- YOUR TASK
Only the pictures are to be left out; set down the rest of the records exactly.

- INFORMATION GIVEN
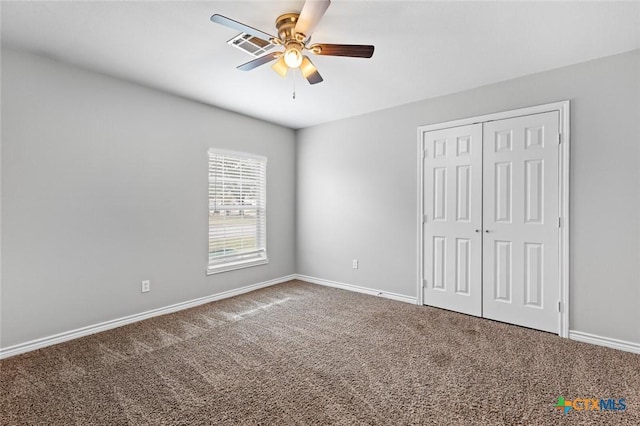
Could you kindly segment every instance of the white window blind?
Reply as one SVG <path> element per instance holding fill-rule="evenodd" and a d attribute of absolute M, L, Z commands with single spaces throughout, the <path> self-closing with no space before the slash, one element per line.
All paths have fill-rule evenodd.
<path fill-rule="evenodd" d="M 267 159 L 209 150 L 209 273 L 268 263 Z"/>

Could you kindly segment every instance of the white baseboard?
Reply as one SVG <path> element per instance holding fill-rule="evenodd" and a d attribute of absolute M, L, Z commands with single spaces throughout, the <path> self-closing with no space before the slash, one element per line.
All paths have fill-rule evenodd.
<path fill-rule="evenodd" d="M 606 346 L 612 349 L 618 349 L 625 352 L 640 354 L 640 343 L 627 342 L 624 340 L 612 339 L 611 337 L 602 337 L 596 334 L 584 333 L 582 331 L 569 330 L 569 339 L 578 342 L 591 343 L 593 345 Z"/>
<path fill-rule="evenodd" d="M 416 297 L 405 296 L 403 294 L 398 294 L 398 293 L 391 293 L 389 291 L 375 290 L 375 289 L 372 289 L 372 288 L 361 287 L 361 286 L 353 285 L 353 284 L 340 283 L 340 282 L 337 282 L 337 281 L 325 280 L 323 278 L 316 278 L 316 277 L 310 277 L 310 276 L 307 276 L 307 275 L 299 275 L 298 274 L 298 275 L 296 275 L 296 279 L 301 280 L 301 281 L 306 281 L 306 282 L 309 282 L 309 283 L 312 283 L 312 284 L 319 284 L 319 285 L 324 285 L 324 286 L 327 286 L 327 287 L 341 288 L 343 290 L 355 291 L 357 293 L 370 294 L 372 296 L 380 296 L 380 297 L 384 297 L 386 299 L 397 300 L 399 302 L 411 303 L 413 305 L 418 303 L 418 298 L 416 298 Z"/>
<path fill-rule="evenodd" d="M 77 339 L 79 337 L 88 336 L 90 334 L 99 333 L 101 331 L 122 327 L 123 325 L 142 321 L 147 318 L 152 318 L 159 315 L 165 315 L 165 314 L 170 314 L 172 312 L 182 311 L 184 309 L 193 308 L 198 305 L 204 305 L 205 303 L 215 302 L 216 300 L 227 299 L 229 297 L 237 296 L 243 293 L 248 293 L 250 291 L 258 290 L 260 288 L 269 287 L 275 284 L 280 284 L 280 283 L 291 281 L 294 279 L 296 279 L 296 275 L 287 275 L 285 277 L 280 277 L 280 278 L 276 278 L 269 281 L 263 281 L 261 283 L 248 285 L 248 286 L 237 288 L 234 290 L 223 291 L 221 293 L 216 293 L 211 296 L 199 297 L 197 299 L 187 300 L 186 302 L 176 303 L 173 305 L 165 306 L 163 308 L 152 309 L 150 311 L 141 312 L 139 314 L 128 315 L 126 317 L 117 318 L 117 319 L 101 322 L 94 325 L 89 325 L 82 328 L 77 328 L 71 331 L 65 331 L 62 333 L 54 334 L 52 336 L 31 340 L 29 342 L 19 343 L 17 345 L 9 346 L 6 348 L 0 348 L 0 359 L 8 358 L 14 355 L 19 355 L 25 352 L 34 351 L 36 349 L 66 342 L 68 340 Z"/>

- ANSWER IN FULL
Could you kindly segment every instance of the white window blind?
Reply as one SVG <path> element per instance holding fill-rule="evenodd" and a d attribute of absolute M, L, Z commands with single spaces throughout, the <path> self-closing with no space before the slash, one element per line.
All paths have fill-rule evenodd.
<path fill-rule="evenodd" d="M 267 159 L 209 150 L 209 273 L 268 263 Z"/>

Could you kindly segment every instance of the white baseboard?
Reply as one SVG <path> element per instance holding fill-rule="evenodd" and a d attribute of absolute M, L, Z commands with single spaces throughout, the <path> self-closing with no space before the slash, one element per line.
All paths have fill-rule evenodd.
<path fill-rule="evenodd" d="M 606 346 L 612 349 L 618 349 L 625 352 L 640 354 L 640 343 L 627 342 L 624 340 L 612 339 L 611 337 L 602 337 L 596 334 L 584 333 L 582 331 L 569 330 L 569 339 L 578 342 L 591 343 L 593 345 Z"/>
<path fill-rule="evenodd" d="M 416 297 L 405 296 L 403 294 L 398 294 L 398 293 L 391 293 L 389 291 L 375 290 L 375 289 L 372 289 L 372 288 L 361 287 L 361 286 L 353 285 L 353 284 L 340 283 L 340 282 L 337 282 L 337 281 L 325 280 L 323 278 L 316 278 L 316 277 L 310 277 L 310 276 L 307 276 L 307 275 L 299 275 L 298 274 L 298 275 L 296 275 L 296 279 L 301 280 L 301 281 L 306 281 L 306 282 L 309 282 L 309 283 L 312 283 L 312 284 L 319 284 L 319 285 L 324 285 L 324 286 L 327 286 L 327 287 L 341 288 L 343 290 L 355 291 L 357 293 L 370 294 L 372 296 L 380 296 L 380 297 L 384 297 L 386 299 L 397 300 L 399 302 L 411 303 L 413 305 L 418 303 L 418 298 L 416 298 Z"/>
<path fill-rule="evenodd" d="M 77 339 L 79 337 L 88 336 L 90 334 L 99 333 L 101 331 L 122 327 L 123 325 L 142 321 L 147 318 L 152 318 L 159 315 L 165 315 L 165 314 L 170 314 L 172 312 L 182 311 L 184 309 L 193 308 L 198 305 L 204 305 L 205 303 L 215 302 L 216 300 L 227 299 L 229 297 L 237 296 L 243 293 L 248 293 L 250 291 L 258 290 L 260 288 L 269 287 L 275 284 L 280 284 L 280 283 L 291 281 L 294 279 L 296 279 L 296 275 L 287 275 L 285 277 L 280 277 L 280 278 L 276 278 L 269 281 L 263 281 L 261 283 L 248 285 L 248 286 L 237 288 L 234 290 L 223 291 L 221 293 L 216 293 L 211 296 L 199 297 L 197 299 L 187 300 L 186 302 L 176 303 L 173 305 L 165 306 L 163 308 L 152 309 L 150 311 L 141 312 L 139 314 L 128 315 L 126 317 L 117 318 L 117 319 L 101 322 L 94 325 L 89 325 L 82 328 L 77 328 L 71 331 L 65 331 L 62 333 L 54 334 L 52 336 L 31 340 L 29 342 L 19 343 L 17 345 L 9 346 L 6 348 L 0 348 L 0 359 L 8 358 L 14 355 L 19 355 L 25 352 L 34 351 L 36 349 L 66 342 L 68 340 Z"/>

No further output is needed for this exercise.